Re: [Bacula-users] Some Operational Questions: Backing up lots of stuff

K. M. Peterson Thu, 20 Aug 2009 06:24:26 -0700

Hi Arno,

Thanks for your response.  I'll try to trim things down a bit so as not to
clog those Internet pipes...

On Wed, Aug 19, 2009 at 15:35, Arno Lehmann <a...@its-lehmann.de> wrote:

> Hi,
>
> 14.08.2009 23:16, K. M. Peterson wrote:
> > Hi everyone,
> >
> > ...
>
> > We have a Network Applicance filer (previously produced under their
> > "StoreVault" division), with both CIFS and NFS exports.  Backing up NFS
> > mounts on our backup server is kind of slow - 3-5MB/sec.
>
> Hmm... this seems *really* slow... does your file set contain many
> small files?

Well, yes, probably.  Like many environments, we don't really know, but much
of our work does revolve around data collection, and software engineers
aren't always interested in understanding how 2 million files in a
filesystem aren't conducive to operational efficiencies.  That's just life,
unfortunately.

>
>
> >  Not having the
> > hardware to put in to mount and back up the CIFS shares,
>
> Any linux/unix machine should be good for that - you just need samba
> installed and I don't see why the shares shouldn't be available
> CIFS-mounted. In other words, your backup server itself would probably
> be able to mount the CIFS shares. Can you tell us what's the problem
> at your site?

Yes.  I am, perhaps simply out of ignorance, concerned about whether Bacula
accessing CIFS shares captures all available filesystem metadata
(permissions/ownership, and all of the other myriad NTFS bits).  We are
primarily concerned with data protection in the event of large-scale (hate
to use the term "catastrophic") failure.  We have very few requests for
recovery, so the process in place seems most efficient should we have to
bring an entire filesystem back.

But if this turns out to be a moot point, I'd happily run some tests to see
how efficient we can make the process.

>
>
> ...
>
> > However, backing up the whole thing as one backup job is problematic.
> > It takes a long time, it's opaque, and it's the 600 lb (272kg) gorilla
> > in the backup workflow.  And a restore is going to be even more painful
> > from a single backup job of the root of the device.
>
> One of the big problems with dump-based backups, IMO... I'm sure
> others disagree here.

Well, again, I'm not sure it's not going to be easier to recover an entire
filesystem from a dump file... and I would rather reap speed benefit on the
backup end and pay the penalty on the recover side.

>
>
> > I should point out that I have scripts currently to run through a list
> > of CIFS shares, set up the rsh jobs and pipes, and generate a report of
> > what got backed up and when and how.  It's still one job, though, even
> > though each share is a separate "file" in Bacula.  It's a problem
> > because these jobs create snapshots when they are submitted, and so
> > there are snapshots sitting around for the entirety of the job, and I'm
> > never sure whether they are going to be cleaned up properly if the job
> > gets canceled.  And if it does get canceled, I have to re-run everything
> > again.  Painful.
> >
> > This isn't the real question, though I'd love it if someone has
> > something I haven't thought of.
>
> Well, just two suggestions: Use FIFOs to pass data from the client to
> Bacula, and initiate the snapshot only before you start reading the
> actual volume. Thus you save disk space and don't have the snapsots
> wasting space.

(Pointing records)
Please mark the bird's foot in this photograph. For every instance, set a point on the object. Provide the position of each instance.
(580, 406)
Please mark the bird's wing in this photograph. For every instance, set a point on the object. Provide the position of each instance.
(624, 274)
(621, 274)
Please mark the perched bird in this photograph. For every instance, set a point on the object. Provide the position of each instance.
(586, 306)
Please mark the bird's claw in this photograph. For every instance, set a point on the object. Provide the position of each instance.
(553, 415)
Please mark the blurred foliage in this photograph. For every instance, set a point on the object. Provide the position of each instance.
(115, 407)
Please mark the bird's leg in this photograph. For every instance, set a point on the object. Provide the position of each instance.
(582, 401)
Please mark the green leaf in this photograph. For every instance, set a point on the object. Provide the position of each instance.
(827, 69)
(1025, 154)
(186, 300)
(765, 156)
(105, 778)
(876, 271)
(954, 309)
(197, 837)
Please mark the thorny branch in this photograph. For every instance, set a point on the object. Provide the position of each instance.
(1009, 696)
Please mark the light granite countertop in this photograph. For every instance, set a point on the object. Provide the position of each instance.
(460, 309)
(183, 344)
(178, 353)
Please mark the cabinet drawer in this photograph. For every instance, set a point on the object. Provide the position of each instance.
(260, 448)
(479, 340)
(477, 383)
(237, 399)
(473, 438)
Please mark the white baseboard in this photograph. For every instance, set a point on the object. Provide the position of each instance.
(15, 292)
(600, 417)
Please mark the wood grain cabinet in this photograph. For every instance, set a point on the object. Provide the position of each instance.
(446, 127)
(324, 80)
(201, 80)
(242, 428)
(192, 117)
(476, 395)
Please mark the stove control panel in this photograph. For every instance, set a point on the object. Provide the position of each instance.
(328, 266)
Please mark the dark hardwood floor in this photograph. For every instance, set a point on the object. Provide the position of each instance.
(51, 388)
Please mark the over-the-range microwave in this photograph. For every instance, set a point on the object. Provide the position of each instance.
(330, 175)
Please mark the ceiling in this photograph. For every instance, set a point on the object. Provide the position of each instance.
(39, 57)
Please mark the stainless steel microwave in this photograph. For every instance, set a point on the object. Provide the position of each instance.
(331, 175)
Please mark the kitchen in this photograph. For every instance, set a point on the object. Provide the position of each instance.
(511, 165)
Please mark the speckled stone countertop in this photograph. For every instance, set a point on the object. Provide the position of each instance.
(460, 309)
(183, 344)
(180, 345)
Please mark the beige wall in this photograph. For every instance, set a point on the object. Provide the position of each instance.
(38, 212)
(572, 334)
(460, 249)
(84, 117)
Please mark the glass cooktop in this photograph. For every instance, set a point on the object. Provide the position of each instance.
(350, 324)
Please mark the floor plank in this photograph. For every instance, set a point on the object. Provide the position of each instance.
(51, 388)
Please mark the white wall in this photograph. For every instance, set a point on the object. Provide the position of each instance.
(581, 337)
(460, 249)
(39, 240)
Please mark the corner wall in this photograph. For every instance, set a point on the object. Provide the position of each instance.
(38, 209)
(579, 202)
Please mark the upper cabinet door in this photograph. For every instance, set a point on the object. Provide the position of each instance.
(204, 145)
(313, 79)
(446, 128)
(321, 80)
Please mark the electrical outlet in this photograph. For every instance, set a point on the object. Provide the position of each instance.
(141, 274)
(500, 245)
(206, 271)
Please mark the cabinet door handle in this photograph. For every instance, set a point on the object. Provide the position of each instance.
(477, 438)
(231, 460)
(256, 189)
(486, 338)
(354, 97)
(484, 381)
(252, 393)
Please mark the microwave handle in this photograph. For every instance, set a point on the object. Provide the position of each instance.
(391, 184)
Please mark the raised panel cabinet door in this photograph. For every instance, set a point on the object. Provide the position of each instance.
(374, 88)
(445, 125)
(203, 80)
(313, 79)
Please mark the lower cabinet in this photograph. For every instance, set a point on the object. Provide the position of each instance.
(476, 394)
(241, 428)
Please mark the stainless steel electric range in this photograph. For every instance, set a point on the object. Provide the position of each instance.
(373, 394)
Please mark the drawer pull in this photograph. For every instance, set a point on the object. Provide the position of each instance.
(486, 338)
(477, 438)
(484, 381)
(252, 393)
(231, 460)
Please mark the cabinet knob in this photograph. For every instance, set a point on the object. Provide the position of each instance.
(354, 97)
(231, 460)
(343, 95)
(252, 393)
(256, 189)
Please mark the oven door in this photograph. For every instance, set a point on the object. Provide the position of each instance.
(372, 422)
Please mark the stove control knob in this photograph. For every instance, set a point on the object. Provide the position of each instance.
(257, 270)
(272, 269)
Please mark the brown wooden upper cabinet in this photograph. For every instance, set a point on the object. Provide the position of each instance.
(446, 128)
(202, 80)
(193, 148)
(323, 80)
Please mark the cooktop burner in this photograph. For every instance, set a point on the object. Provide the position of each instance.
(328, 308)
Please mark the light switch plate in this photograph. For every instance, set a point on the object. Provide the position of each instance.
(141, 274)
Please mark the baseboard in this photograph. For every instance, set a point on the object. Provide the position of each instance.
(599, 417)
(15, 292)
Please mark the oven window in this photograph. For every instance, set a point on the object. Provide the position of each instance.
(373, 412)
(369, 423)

◆ DIRECTIVE ◆
Copy the Bacula thread from "On Wed, Aug" to "slow - 3-5MB/sec.".

◆ CORRECT RESULT ◆
On Wed, Aug 19, 2009 at 15:35, Arno Lehmann <a...@its-lehmann.de> wrote:

> Hi,
>
> 14.08.2009 23:16, K. M. Peterson wrote:
> > Hi everyone,
> >
> > ...
>
> > We have a Network Applicance filer (previously produced under their
> > "StoreVault" division), with both CIFS and NFS exports.  Backing up NFS
> > mounts on our backup server is kind of slow - 3-5MB/sec.